• _Goal of the exercise_:
Reproduce the listing below line for line, without changing a single character.

## BEGIN

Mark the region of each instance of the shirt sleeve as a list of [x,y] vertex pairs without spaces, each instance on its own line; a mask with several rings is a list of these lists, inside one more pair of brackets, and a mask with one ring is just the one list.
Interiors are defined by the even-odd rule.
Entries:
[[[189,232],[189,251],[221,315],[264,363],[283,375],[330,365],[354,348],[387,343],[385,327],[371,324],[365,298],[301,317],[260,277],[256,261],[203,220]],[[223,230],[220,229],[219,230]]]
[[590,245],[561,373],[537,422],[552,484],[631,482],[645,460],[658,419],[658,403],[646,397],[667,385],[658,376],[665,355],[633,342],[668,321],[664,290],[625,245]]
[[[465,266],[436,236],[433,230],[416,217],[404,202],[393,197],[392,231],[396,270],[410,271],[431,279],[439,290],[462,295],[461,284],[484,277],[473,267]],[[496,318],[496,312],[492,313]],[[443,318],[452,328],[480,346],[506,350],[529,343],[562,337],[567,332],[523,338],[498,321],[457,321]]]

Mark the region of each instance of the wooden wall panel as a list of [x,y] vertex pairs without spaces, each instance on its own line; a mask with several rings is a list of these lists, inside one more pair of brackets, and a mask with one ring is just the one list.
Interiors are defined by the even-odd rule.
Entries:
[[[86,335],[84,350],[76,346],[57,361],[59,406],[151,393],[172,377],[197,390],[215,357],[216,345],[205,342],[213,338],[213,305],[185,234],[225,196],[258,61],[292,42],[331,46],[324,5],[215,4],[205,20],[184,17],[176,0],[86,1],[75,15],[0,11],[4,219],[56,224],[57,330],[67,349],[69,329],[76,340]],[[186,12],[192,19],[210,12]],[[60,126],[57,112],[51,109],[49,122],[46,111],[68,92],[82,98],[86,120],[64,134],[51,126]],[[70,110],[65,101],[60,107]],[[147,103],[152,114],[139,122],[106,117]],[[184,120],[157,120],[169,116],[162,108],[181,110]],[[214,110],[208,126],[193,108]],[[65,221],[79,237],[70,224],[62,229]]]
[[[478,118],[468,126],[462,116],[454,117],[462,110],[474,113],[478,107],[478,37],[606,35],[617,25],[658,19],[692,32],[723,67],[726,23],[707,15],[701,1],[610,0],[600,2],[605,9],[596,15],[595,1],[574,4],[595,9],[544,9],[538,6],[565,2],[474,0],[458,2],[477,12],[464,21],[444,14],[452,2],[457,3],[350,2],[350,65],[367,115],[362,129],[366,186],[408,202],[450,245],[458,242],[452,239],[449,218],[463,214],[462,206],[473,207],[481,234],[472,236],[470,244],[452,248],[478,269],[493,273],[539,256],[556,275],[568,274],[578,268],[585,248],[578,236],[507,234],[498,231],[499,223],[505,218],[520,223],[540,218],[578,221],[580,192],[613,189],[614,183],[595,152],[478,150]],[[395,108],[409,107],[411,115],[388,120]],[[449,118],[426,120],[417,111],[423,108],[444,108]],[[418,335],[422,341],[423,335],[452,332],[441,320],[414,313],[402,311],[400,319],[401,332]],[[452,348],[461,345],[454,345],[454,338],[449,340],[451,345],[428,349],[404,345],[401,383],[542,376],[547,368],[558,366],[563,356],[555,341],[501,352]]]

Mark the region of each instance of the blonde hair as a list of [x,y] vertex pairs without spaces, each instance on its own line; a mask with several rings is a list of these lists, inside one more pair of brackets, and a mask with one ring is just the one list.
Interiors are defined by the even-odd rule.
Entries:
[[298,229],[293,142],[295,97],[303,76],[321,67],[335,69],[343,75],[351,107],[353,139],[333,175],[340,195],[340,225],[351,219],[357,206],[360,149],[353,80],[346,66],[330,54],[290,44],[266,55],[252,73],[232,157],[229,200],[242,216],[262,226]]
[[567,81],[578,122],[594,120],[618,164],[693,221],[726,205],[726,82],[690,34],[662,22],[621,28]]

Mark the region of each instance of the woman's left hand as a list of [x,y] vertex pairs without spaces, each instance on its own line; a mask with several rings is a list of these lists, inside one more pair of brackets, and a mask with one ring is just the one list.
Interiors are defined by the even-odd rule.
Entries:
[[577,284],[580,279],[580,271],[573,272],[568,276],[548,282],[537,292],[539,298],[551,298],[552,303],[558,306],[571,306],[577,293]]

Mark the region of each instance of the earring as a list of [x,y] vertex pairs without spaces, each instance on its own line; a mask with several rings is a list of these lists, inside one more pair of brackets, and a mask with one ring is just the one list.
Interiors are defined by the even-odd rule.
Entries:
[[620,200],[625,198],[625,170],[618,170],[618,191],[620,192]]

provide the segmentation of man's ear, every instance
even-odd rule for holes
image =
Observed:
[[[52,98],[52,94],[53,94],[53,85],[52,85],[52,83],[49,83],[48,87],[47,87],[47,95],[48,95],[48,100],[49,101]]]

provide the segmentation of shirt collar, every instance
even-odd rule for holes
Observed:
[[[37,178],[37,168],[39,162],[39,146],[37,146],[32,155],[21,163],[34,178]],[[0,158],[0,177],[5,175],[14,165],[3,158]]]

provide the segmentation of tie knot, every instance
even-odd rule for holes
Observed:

## END

• _Solution to the exercise_:
Mark the region of each instance of the shirt sleeve as a list of [x,y] vertex pairs without spaces, each instance on its own line; a mask with several rings is a list of these lists, inside one more pair of brackets, and a mask with one ring is just the one list.
Interiors are defined by the even-odd rule.
Entries:
[[[189,232],[189,251],[221,315],[264,363],[283,375],[330,365],[354,348],[387,343],[385,327],[371,324],[365,298],[301,317],[260,277],[256,261],[203,220]],[[223,230],[220,229],[219,230]]]
[[590,245],[561,373],[537,422],[552,484],[631,482],[645,460],[658,419],[658,403],[646,397],[667,385],[658,376],[665,355],[633,342],[668,321],[664,290],[625,245]]
[[[465,266],[436,236],[433,230],[416,217],[404,202],[393,197],[392,231],[396,270],[410,271],[431,279],[439,290],[462,295],[461,284],[484,277],[473,267]],[[496,318],[496,312],[492,313]],[[443,318],[452,328],[480,346],[506,350],[529,343],[562,337],[567,332],[523,338],[498,321],[457,321]]]

Mark the region of each instance of the wooden wall panel as a list of [x,y] vertex pairs without spaces, each instance on its own line; a mask with several rings is a list of these lists, inside one more pair of brackets, and a mask with one ring is just the one list.
Interiors are defined by the even-odd rule.
Entries:
[[[86,335],[84,350],[76,346],[57,361],[59,406],[151,393],[172,377],[197,390],[215,357],[216,345],[205,342],[213,338],[213,305],[185,234],[225,196],[258,61],[292,42],[331,46],[324,5],[215,4],[205,20],[184,17],[176,0],[86,1],[75,15],[0,11],[4,219],[56,224],[57,330],[67,349],[69,329],[76,340]],[[186,12],[192,19],[210,12]],[[60,126],[57,112],[51,109],[49,122],[46,111],[68,92],[82,98],[86,120],[64,134],[51,126]],[[70,110],[65,101],[60,107]],[[147,103],[152,114],[139,122],[106,117]],[[184,120],[157,120],[169,116],[162,108],[181,110]],[[214,110],[208,126],[193,108]],[[65,221],[79,237],[70,224],[62,229]]]
[[[478,118],[468,126],[462,116],[454,117],[462,110],[474,113],[478,107],[478,37],[606,35],[617,25],[658,19],[692,32],[723,67],[726,23],[707,15],[701,1],[610,0],[600,2],[605,9],[596,15],[595,1],[574,4],[595,9],[544,9],[538,6],[565,2],[474,0],[458,2],[477,12],[464,21],[444,14],[452,2],[457,3],[350,2],[350,65],[367,115],[362,129],[366,186],[408,202],[450,245],[458,242],[452,239],[449,218],[463,214],[462,206],[473,207],[481,234],[472,236],[470,244],[452,248],[478,269],[493,273],[539,256],[556,275],[568,274],[578,268],[585,248],[578,236],[507,234],[498,231],[499,223],[505,218],[520,223],[540,218],[578,221],[580,192],[613,189],[614,183],[595,152],[478,150]],[[395,108],[409,107],[411,115],[388,120]],[[449,118],[426,120],[417,111],[423,108],[444,108]],[[418,335],[422,341],[423,335],[452,332],[441,320],[414,313],[402,311],[400,319],[401,332]],[[452,348],[461,345],[454,345],[454,338],[449,340],[451,345],[428,349],[404,345],[401,383],[542,376],[547,368],[558,366],[563,356],[555,341],[501,352]]]

Mark the region of each instance of the blonde hair as a list of [x,y] vertex pairs without spaces, each instance on its own line; a mask with several rings is a list of these lists, inside one more pair of brackets, and a mask with one ring is just the one list.
Interiors are defined by the even-odd rule.
Entries:
[[298,229],[293,142],[295,97],[303,76],[321,67],[335,69],[343,75],[351,107],[353,139],[333,175],[340,195],[340,225],[351,219],[357,206],[360,149],[353,80],[346,66],[330,54],[290,44],[266,55],[252,73],[232,157],[229,200],[242,216],[262,226]]
[[567,81],[578,122],[594,120],[618,164],[693,221],[726,205],[726,82],[690,34],[662,22],[621,28]]

Mark the region of each instance of the woman's left hand as a list of [x,y] vertex pairs without spaces, each instance on its own line; a mask with several rings is a list of these lists, inside one more pair of brackets, and a mask with one ring is just the one list.
Interiors are defined by the even-odd rule.
Entries:
[[577,284],[580,279],[580,271],[573,272],[568,276],[548,282],[537,292],[539,298],[551,298],[552,303],[558,306],[571,306],[577,293]]

Mark the region of each instance of the earring as a list of [x,y] vertex pairs without spaces, each instance on its own line; a mask with several rings is a list of these lists, inside one more pair of brackets, and a mask with one ring is just the one list.
Interiors are defined by the even-odd rule.
Entries:
[[620,200],[625,198],[625,170],[618,170],[618,191],[620,192]]

provide the segmentation of man's ear, every instance
even-odd rule for holes
image =
Observed:
[[[52,98],[52,94],[53,94],[53,85],[52,85],[52,83],[49,83],[48,87],[47,87],[47,95],[48,95],[48,100],[49,101]]]

provide the segmentation of shirt collar, every instance
even-odd rule for holes
Observed:
[[[37,178],[37,168],[39,162],[39,146],[37,146],[32,155],[21,163],[34,178]],[[0,158],[0,177],[5,175],[14,165],[3,158]]]

provide the segmentation of tie knot, every instance
even-odd rule for holes
Observed:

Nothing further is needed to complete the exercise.